> What this task involves: Check each line of the entries below for the word "cygnet", then report how many have it, with no other words.

--- Input for this task ---

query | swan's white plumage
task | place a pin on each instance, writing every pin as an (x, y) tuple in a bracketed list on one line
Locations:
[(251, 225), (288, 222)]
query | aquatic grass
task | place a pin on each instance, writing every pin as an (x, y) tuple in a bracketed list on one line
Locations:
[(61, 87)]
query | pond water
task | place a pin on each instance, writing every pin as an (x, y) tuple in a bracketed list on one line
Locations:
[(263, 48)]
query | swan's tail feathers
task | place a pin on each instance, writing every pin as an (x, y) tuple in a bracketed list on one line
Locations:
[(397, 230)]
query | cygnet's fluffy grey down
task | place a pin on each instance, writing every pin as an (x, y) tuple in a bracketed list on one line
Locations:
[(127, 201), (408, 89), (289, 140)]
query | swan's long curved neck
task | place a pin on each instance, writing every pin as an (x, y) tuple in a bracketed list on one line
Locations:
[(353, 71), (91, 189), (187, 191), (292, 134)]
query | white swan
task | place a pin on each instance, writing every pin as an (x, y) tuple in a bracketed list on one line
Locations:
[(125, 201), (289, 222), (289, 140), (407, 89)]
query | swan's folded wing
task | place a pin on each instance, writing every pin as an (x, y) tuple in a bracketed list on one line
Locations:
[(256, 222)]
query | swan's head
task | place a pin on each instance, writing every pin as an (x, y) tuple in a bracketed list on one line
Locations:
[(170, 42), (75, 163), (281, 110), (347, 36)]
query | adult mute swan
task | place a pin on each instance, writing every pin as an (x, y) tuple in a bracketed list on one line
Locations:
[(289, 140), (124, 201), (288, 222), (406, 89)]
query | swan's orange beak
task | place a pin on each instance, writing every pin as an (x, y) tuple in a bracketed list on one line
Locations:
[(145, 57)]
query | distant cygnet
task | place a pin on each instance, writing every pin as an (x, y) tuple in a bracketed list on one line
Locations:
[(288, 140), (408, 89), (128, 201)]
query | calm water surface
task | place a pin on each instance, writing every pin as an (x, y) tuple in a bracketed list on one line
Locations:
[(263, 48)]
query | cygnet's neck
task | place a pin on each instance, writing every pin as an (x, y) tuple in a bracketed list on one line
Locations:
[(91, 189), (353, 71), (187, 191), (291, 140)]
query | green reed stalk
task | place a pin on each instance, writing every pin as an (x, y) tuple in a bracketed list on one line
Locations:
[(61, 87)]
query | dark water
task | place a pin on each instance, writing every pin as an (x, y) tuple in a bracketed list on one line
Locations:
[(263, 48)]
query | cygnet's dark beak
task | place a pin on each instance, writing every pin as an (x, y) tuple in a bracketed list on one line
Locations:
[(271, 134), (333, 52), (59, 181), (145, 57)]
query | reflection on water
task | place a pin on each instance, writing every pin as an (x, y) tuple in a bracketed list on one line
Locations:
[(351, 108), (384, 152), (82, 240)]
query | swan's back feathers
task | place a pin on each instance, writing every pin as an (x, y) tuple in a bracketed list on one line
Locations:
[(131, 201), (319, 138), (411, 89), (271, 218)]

---

> Solution below: 4